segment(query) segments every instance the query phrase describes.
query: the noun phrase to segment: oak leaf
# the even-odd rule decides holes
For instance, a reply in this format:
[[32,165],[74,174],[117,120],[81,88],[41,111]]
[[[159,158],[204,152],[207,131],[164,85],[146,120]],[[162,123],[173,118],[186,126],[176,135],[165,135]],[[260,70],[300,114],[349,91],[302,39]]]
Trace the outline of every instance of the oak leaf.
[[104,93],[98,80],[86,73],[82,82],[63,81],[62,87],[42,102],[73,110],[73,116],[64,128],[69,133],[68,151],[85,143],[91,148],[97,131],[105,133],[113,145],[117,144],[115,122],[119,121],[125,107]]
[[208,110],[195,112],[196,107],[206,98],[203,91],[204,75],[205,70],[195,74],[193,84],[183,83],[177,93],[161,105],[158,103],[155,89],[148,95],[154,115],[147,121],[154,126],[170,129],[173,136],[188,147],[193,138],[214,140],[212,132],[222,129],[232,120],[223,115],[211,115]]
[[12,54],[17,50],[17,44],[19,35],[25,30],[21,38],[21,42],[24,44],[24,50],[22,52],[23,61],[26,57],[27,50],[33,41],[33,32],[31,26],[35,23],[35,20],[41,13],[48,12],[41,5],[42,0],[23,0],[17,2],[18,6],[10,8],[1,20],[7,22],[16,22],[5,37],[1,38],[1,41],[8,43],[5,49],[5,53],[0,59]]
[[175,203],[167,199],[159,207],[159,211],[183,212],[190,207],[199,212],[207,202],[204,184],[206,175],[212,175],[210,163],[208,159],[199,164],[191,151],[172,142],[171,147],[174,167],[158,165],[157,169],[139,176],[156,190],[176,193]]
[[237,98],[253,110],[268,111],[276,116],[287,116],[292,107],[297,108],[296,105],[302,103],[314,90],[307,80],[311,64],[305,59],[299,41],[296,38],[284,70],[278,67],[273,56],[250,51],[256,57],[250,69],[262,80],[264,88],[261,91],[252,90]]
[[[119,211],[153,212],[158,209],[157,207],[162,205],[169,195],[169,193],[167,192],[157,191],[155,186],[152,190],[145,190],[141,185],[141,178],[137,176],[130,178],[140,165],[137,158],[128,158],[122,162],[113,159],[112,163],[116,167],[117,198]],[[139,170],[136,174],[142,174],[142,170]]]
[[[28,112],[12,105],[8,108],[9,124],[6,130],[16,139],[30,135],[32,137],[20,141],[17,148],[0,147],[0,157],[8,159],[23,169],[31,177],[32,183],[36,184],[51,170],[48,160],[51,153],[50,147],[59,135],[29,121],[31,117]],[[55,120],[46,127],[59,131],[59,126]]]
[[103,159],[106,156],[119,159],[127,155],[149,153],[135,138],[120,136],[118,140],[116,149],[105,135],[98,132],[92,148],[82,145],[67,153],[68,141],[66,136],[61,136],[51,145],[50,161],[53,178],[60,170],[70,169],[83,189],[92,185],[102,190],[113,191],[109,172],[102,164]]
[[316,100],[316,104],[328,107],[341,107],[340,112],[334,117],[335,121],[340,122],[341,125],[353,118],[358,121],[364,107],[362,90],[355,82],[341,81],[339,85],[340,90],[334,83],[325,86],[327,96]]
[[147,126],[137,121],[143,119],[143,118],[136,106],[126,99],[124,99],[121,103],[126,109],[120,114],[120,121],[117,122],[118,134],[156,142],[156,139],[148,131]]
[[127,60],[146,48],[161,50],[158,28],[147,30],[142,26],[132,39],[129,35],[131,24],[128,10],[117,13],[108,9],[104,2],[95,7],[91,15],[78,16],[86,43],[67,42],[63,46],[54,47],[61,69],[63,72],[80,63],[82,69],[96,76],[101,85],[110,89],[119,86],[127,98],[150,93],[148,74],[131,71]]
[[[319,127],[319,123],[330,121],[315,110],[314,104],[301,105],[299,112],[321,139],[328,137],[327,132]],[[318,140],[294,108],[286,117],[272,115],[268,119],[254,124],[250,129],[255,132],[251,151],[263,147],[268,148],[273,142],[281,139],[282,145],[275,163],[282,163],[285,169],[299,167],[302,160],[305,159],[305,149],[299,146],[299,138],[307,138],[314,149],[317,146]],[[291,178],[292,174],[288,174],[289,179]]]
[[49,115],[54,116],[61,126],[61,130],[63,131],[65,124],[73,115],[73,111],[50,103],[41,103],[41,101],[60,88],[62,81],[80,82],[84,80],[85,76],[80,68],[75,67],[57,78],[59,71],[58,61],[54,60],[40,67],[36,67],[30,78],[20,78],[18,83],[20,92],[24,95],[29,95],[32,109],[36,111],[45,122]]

Goal: Please write out the data again starting at the top and ending with the line that contains "Trace the outline", switching "oak leaf" to "maple leaf" and keeping everything else the same.

Exercise output:
segment(query) segments every instance the query phrase describes.
query: the noun phrase to segment: maple leaf
# the even-odd rule decides holes
For instance, a reply in this format:
[[32,165],[74,174],[117,120],[81,88],[41,111]]
[[[159,158],[204,152],[207,131],[164,85],[146,120]],[[162,123],[173,118],[186,126],[176,135],[165,135]],[[260,70],[300,114],[349,91],[302,39]]]
Trace the outline of every instance of the maple leaf.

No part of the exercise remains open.